# Отрывок со страницы
⟨
Выбрать главу

«…Жизнь в России теперь стала совершенно другой, но то прошлое, которое Вам хорошо известно, мы забыть никогда не сможем. Особенно предательство своих же ребят. Мы им не сделали ничего плохого, относились всегда сердечно. Кому могли — помогали.

Взамен получили мордой об стол…

Вот дождались, когда откроются двери, и уехали навсегда, чтобы то старое даже не вспоминать. Дома нам все время внушали, что мы негодяи, преступники. Очень о себе возомнили, зазнались. А здесь мы кто? Уважаемые люди, хорошие специалисты, мастера на все руки.

…Работаем, сколько положено, получаем зарплату, никто не лезет в нашу личную жизнь. Хочу — пою, хочу — танцую. Где и когда, это мое дело, оно никого не касается. Оле <дочери> уже двадцать четыре, она никогда не узнает таких измывательств над человеком.

…Напишите, пожалуйста, только честно: в этой травле виновата только советская власть? Или люди у нас вообще такие, особенно наши, уральские: что самим плохо, это не так важно, лишь бы другим было еще хуже. А если лучше, так чтобы сразу же утопить. Почему это так? Мы сами искали ответа, но не нашли, и решили лучше убраться, пока не поздно…. Шура и Саша. 21 октября 1995 года. Город Мельбурн. Австралия».

Надеюсь, у вас все хорошо, Шура и Саша. И, конечно, у Оли: я помню — ей было три года, и она никак не могла понять, почему ее мама все время плачет.
⟩
# Строки из набора данных
⟨
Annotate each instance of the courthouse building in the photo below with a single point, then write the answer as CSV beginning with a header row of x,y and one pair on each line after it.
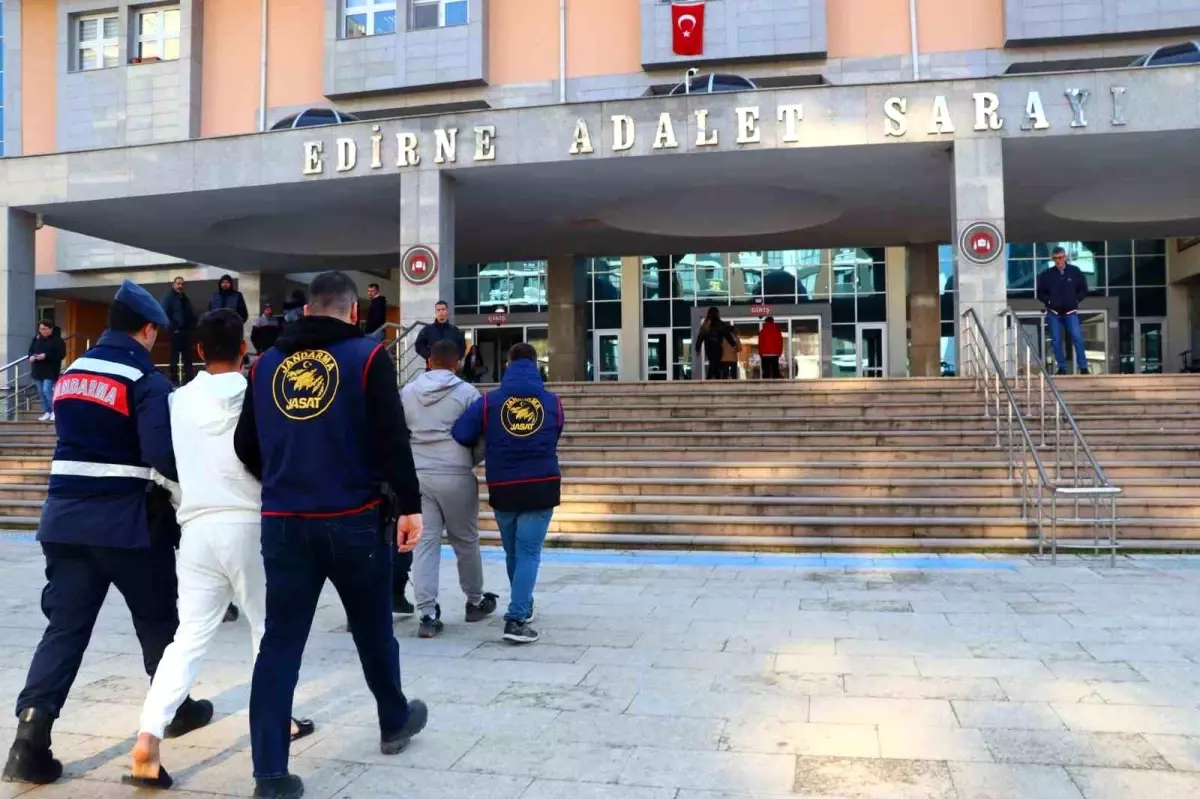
x,y
864,170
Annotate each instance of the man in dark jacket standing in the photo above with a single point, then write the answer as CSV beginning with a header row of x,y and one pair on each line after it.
x,y
46,354
439,329
1061,288
114,443
322,427
377,311
180,322
227,296
521,424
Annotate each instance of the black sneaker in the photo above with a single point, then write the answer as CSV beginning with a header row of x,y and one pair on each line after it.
x,y
191,715
288,786
485,608
418,716
401,606
431,625
520,632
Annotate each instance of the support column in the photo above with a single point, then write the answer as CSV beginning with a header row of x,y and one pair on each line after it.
x,y
630,367
924,311
897,287
979,197
567,320
18,301
426,218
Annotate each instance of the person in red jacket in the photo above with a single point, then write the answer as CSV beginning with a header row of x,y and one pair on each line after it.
x,y
771,348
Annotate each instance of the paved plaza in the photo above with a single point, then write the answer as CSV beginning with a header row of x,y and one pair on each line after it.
x,y
666,676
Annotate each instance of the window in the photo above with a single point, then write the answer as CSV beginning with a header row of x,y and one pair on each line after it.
x,y
159,34
369,17
97,42
438,13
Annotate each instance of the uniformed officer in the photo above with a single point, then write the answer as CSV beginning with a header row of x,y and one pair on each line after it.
x,y
113,434
323,428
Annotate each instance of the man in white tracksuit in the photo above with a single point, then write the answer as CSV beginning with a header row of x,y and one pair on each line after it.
x,y
449,487
219,508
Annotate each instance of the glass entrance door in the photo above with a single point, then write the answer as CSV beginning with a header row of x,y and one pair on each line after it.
x,y
657,358
606,355
873,349
1149,343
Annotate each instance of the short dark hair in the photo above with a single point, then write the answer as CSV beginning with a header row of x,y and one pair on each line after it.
x,y
121,318
220,334
333,292
444,353
522,352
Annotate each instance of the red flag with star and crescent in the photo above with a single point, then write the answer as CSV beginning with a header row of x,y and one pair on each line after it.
x,y
688,28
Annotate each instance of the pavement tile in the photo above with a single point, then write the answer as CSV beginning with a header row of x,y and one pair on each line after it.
x,y
997,781
873,779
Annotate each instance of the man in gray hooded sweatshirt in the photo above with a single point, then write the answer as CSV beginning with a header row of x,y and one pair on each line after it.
x,y
449,488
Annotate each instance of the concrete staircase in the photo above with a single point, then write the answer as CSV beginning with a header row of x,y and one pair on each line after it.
x,y
829,463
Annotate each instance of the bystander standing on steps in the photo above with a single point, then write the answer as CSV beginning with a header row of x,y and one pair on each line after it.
x,y
101,524
520,424
46,354
323,428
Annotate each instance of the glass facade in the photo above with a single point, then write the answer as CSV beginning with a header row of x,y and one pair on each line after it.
x,y
1133,271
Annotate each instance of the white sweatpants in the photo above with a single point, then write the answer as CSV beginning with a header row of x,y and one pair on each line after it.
x,y
216,563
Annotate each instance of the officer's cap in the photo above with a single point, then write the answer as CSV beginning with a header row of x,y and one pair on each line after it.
x,y
139,300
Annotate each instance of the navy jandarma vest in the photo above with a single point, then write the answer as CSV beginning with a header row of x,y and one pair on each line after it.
x,y
310,408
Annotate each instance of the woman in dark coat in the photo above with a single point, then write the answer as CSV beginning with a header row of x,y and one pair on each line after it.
x,y
713,334
46,354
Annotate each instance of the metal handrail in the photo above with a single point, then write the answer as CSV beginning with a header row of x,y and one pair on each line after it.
x,y
984,366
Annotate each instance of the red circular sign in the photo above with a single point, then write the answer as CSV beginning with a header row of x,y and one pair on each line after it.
x,y
982,242
419,265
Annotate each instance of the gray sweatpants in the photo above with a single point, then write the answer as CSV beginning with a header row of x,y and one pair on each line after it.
x,y
449,502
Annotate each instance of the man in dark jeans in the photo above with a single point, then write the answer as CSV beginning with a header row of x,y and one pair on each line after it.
x,y
323,402
181,319
1061,288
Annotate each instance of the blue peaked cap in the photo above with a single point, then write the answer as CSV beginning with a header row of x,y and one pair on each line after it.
x,y
142,302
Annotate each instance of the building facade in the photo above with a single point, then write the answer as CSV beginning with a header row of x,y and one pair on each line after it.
x,y
864,170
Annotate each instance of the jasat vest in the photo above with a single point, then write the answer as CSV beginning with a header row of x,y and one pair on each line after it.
x,y
310,407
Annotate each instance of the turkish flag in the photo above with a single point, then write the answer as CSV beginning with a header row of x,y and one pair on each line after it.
x,y
688,28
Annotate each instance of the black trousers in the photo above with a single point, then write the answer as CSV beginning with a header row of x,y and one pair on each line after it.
x,y
181,354
77,580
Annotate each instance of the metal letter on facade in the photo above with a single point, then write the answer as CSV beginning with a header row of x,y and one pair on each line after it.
x,y
705,138
1119,94
485,143
623,132
791,116
1078,100
1035,114
895,108
347,155
748,125
376,148
313,164
988,112
445,145
941,121
665,136
582,140
407,154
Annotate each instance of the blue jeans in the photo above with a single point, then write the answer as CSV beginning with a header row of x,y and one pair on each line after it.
x,y
522,533
46,388
299,554
1071,322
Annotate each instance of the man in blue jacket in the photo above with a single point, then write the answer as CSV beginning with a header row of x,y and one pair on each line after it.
x,y
113,436
521,424
1061,288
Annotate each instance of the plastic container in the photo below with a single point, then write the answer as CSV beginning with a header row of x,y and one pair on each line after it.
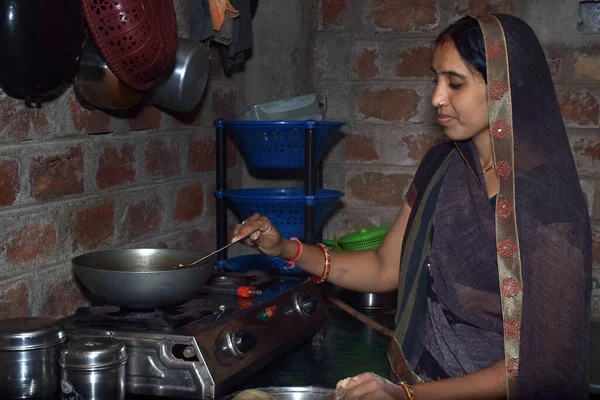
x,y
278,144
299,108
284,207
93,369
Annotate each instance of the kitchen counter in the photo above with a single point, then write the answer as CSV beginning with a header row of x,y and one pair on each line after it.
x,y
344,347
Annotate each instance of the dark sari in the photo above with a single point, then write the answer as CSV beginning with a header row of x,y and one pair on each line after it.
x,y
510,279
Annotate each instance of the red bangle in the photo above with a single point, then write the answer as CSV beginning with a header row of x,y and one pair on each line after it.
x,y
293,260
327,267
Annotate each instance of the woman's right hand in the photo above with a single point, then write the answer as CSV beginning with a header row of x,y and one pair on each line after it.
x,y
266,239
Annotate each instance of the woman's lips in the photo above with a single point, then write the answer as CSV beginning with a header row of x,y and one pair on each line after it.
x,y
444,119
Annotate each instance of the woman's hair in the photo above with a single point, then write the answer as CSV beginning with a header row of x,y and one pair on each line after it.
x,y
468,39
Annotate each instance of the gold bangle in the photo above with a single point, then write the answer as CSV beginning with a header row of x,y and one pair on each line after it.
x,y
410,394
327,267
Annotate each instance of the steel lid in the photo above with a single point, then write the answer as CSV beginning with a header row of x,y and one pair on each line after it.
x,y
93,353
28,333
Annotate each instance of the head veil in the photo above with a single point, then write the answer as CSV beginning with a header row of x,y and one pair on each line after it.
x,y
543,233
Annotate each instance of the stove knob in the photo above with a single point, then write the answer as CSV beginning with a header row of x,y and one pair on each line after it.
x,y
307,305
243,342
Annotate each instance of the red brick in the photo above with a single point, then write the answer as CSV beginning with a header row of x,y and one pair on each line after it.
x,y
404,15
388,104
190,202
587,148
419,144
116,166
331,10
94,226
18,122
360,147
366,64
148,118
57,175
162,157
481,7
86,121
414,63
143,217
216,68
223,103
580,107
14,300
10,185
201,154
377,188
588,66
201,240
31,243
63,297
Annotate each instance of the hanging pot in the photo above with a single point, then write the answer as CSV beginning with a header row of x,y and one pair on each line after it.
x,y
40,41
96,86
183,88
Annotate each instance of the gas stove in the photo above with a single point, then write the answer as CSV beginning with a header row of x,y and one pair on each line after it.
x,y
204,347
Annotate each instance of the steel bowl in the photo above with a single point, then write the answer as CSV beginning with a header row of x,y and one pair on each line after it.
x,y
143,278
293,393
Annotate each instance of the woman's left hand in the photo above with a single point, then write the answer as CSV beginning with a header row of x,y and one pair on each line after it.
x,y
372,387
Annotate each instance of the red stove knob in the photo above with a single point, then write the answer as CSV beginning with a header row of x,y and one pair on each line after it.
x,y
307,305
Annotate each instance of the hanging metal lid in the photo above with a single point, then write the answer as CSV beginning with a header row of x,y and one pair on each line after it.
x,y
28,333
93,353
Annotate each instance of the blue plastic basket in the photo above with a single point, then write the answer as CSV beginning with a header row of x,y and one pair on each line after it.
x,y
284,207
277,144
261,262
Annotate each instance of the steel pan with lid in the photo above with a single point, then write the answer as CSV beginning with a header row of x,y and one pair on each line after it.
x,y
29,349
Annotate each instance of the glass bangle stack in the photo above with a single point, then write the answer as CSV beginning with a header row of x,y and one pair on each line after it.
x,y
284,146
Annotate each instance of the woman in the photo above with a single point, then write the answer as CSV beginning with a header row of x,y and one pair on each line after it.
x,y
494,272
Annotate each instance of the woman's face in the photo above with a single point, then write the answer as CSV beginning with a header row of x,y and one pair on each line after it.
x,y
464,113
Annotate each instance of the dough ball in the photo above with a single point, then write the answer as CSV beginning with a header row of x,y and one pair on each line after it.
x,y
253,394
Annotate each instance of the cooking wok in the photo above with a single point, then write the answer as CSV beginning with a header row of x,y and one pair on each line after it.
x,y
143,278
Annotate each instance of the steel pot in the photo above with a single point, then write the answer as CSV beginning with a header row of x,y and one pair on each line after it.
x,y
143,278
183,88
96,86
293,393
93,369
29,349
367,301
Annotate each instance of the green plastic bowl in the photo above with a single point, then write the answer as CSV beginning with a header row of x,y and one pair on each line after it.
x,y
364,239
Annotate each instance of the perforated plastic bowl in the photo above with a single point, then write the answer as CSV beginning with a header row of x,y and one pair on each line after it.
x,y
284,207
278,144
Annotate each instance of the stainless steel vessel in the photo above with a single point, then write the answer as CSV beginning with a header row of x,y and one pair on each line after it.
x,y
93,369
29,350
205,347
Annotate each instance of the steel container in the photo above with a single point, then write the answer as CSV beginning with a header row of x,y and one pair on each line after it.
x,y
29,349
93,369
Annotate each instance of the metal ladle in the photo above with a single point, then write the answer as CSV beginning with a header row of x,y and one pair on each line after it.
x,y
217,251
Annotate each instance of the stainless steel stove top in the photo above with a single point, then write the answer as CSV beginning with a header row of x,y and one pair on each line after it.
x,y
204,347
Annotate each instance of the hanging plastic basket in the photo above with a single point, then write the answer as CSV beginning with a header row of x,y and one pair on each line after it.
x,y
284,207
278,144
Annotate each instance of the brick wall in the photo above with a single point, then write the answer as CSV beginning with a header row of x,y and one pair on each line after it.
x,y
73,181
371,66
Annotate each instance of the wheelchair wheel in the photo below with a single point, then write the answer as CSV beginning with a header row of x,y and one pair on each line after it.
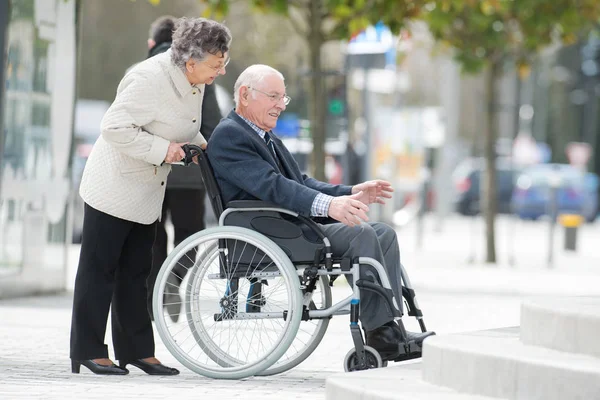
x,y
220,336
373,360
309,334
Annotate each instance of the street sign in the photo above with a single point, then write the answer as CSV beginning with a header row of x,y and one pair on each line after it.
x,y
578,153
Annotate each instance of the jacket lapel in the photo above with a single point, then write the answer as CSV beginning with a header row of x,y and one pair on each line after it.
x,y
265,151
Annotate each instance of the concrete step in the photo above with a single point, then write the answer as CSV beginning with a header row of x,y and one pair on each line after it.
x,y
567,324
497,364
400,381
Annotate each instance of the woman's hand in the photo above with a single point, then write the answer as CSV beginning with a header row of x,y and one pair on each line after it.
x,y
175,153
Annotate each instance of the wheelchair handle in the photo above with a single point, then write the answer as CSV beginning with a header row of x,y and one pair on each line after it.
x,y
191,151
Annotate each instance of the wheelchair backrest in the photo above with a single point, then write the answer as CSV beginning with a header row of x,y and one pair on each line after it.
x,y
212,188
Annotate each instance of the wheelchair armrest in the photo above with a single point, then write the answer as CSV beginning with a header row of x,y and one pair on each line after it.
x,y
254,204
258,205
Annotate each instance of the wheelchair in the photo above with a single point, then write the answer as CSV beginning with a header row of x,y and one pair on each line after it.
x,y
256,298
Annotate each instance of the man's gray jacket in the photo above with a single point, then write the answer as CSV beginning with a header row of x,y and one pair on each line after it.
x,y
245,169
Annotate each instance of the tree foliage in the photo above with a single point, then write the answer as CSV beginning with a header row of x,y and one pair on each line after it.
x,y
489,33
319,22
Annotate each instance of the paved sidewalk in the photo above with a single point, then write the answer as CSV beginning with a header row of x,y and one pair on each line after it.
x,y
456,296
34,346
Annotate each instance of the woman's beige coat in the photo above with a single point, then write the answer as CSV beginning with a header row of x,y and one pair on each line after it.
x,y
155,105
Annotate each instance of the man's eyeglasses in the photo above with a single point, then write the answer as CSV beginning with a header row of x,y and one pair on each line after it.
x,y
221,67
275,97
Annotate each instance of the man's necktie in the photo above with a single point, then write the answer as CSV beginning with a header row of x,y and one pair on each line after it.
x,y
271,147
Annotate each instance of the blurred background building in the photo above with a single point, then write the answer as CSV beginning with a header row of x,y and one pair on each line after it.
x,y
398,108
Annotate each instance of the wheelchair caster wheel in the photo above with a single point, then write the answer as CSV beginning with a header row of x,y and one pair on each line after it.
x,y
373,360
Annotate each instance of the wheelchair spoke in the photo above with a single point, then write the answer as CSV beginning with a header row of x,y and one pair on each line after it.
x,y
232,318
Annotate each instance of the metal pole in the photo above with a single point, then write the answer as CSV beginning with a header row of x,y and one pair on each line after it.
x,y
366,170
551,227
4,19
554,185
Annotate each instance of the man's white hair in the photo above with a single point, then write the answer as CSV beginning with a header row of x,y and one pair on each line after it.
x,y
253,77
⟩
# Условие задания
Перепишите слово в слово весь отрывок со страницы. Опирайтесь только на отрывок.

# Решение задания
Выбрать главу

«…Жизнь в России теперь стала совершенно другой, но то прошлое, которое Вам хорошо известно, мы забыть никогда не сможем. Особенно предательство своих же ребят. Мы им не сделали ничего плохого, относились всегда сердечно. Кому могли — помогали.

Взамен получили мордой об стол…

Вот дождались, когда откроются двери, и уехали навсегда, чтобы то старое даже не вспоминать. Дома нам все время внушали, что мы негодяи, преступники. Очень о себе возомнили, зазнались. А здесь мы кто? Уважаемые люди, хорошие специалисты, мастера на все руки.

…Работаем, сколько положено, получаем зарплату, никто не лезет в нашу личную жизнь. Хочу — пою, хочу — танцую. Где и когда, это мое дело, оно никого не касается. Оле <дочери> уже двадцать четыре, она никогда не узнает таких измывательств над человеком.

…Напишите, пожалуйста, только честно: в этой травле виновата только советская власть? Или люди у нас вообще такие, особенно наши, уральские: что самим плохо, это не так важно, лишь бы другим было еще хуже. А если лучше, так чтобы сразу же утопить. Почему это так? Мы сами искали ответа, но не нашли, и решили лучше убраться, пока не поздно…. Шура и Саша. 21 октября 1995 года. Город Мельбурн. Австралия».

Надеюсь, у вас все хорошо, Шура и Саша. И, конечно, у Оли: я помню — ей было три года, и она никак не могла понять, почему ее мама все время плачет.